▶ _CE QU'IL FAUT FAIRE_
- A) Répondez à ces questions d'après le portrait de Rachid Santaki :
(i) Quel âge a-t-il ?
(ii) Combien d'ouvrages a-t-il publiés ?
(iii) Quel sport l'a aidé à tenir ?
- B) Dites si chaque affirmation correspond au portrait de Rachid Santaki, puis citez les mots du texte qui le montrent :
(i) Il a grandi à Saint-Denis.
(ii) La conseillère d'orientation l'a poussé à devenir scénariste dessinateur.
(iii) Il a organisé la plus grande dictée du monde.

▶ _TEXTE FOURNI_
+===+
Rachid Santaki : Auteur-Entrepreneur

Rachid-SANTAKI - Paris Bazaar

Auteur, scénariste et organisateur de dictées géantes, Rachid Santaki fait partie de ces artistes-entrepreneurs qui incarnent à merveille le Do it Yourself.

A 44 ans, Rachid Santaki dit avoir enfin trouvé sa voie, ou plus exactement le sens de ce qu’il a entrepris et continue d’entreprendre. Il a réussi à assembler les pièces de son puzzle personnel, après 10 ouvrages publiés, des scénarios rédigés et la plus grande dictée du monde jamais organisée. Si cela peut sembler étrange pour celui qui l’écoute, très vite on comprend ce que Rachid veut dire.

« Depuis le début, l’écriture a été mon fil conducteur, les mots m’ont sauvé. Aujourd’hui, je sais qu’ils font partie de ma vie, qu’ils sont inspirants et que je peux construire avec eux. À partir du moment où j’en ai pris conscience, admis que j’avais ce potentiel et que je pouvais faire des choses avec, j’ai pu emboîter toutes les pièces du puzzle. »

Son parcours, Rachid Santaki l’a inventé et le trace avec l’intime conviction du défricheur. Pas à pas. Mais revenons au début.

Rachid, c’est d’abord un enfant de Saint-Denis. Dès l’âge de 10-11 ans, il rêve d’être scénariste dessinateur. Un entretien avec la conseillère d’orientation, très vite, l’en dissuade. À partir de ce moment-là, il décroche. Pendant longtemps. Collège, lycée, redoublements, orientation en techno, bac pro compta… le parcours est chaotique, l’insatisfaction grandissante. Puis viennent les années de boulot alimentaire, la recherche aussi d’une voie qui lui convienne. C’est le sport qui le maintient, la boxe plus exactement. Et une rencontre : le lancement d’un média rap digital (hiphop.fr).
+===+
▶ _EXTRAIT DES DONNÉES_
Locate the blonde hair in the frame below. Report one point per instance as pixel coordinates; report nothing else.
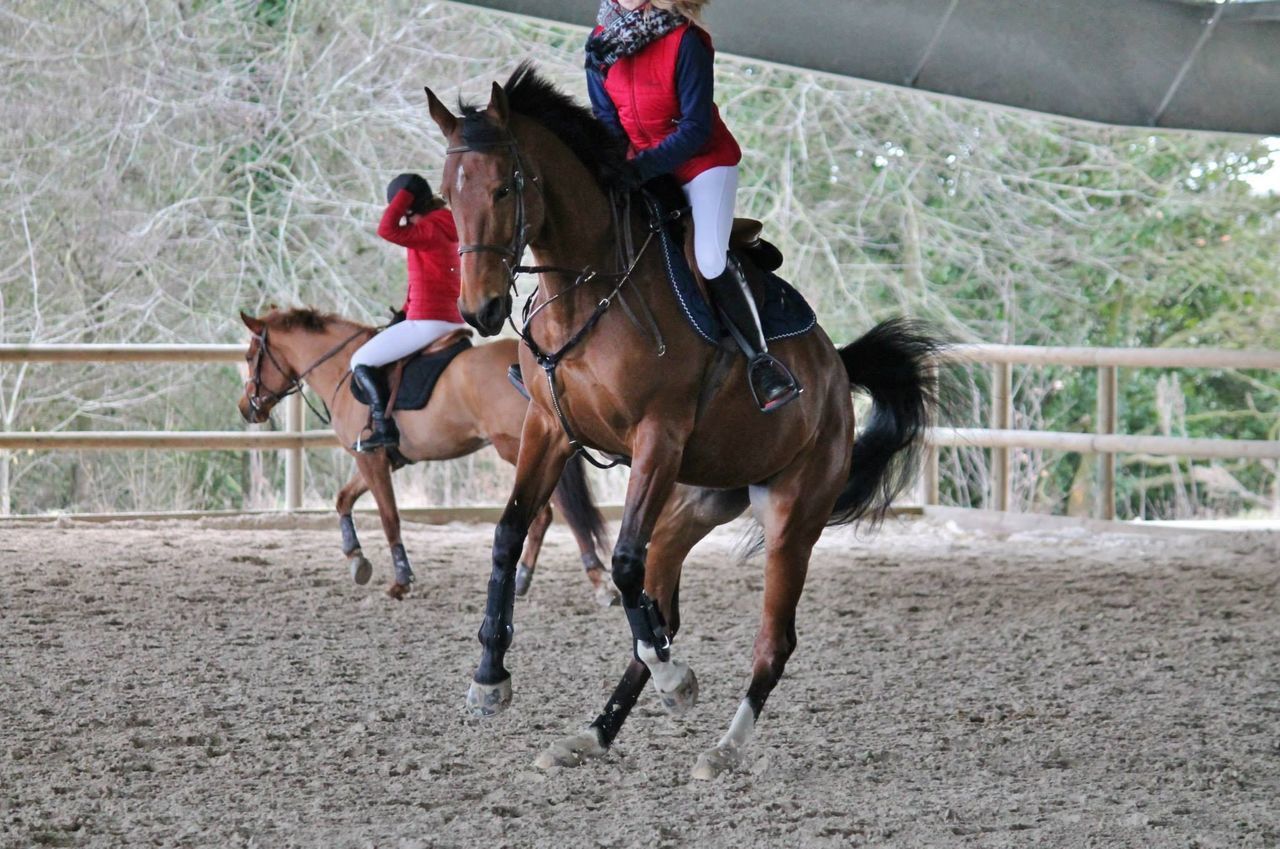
(691, 9)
+===+
▶ _CORRIGÉ_
- A)
(i) 44 ans
(ii) 10 ouvrages
(iii) La boxe

- B)
(i) Oui : « Rachid, c’est d’abord un enfant de Saint-Denis. »
(ii) Non : « Un entretien avec la conseillère d’orientation, très vite, l’en dissuade. »
(iii) Oui : « la plus grande dictée du monde jamais organisée »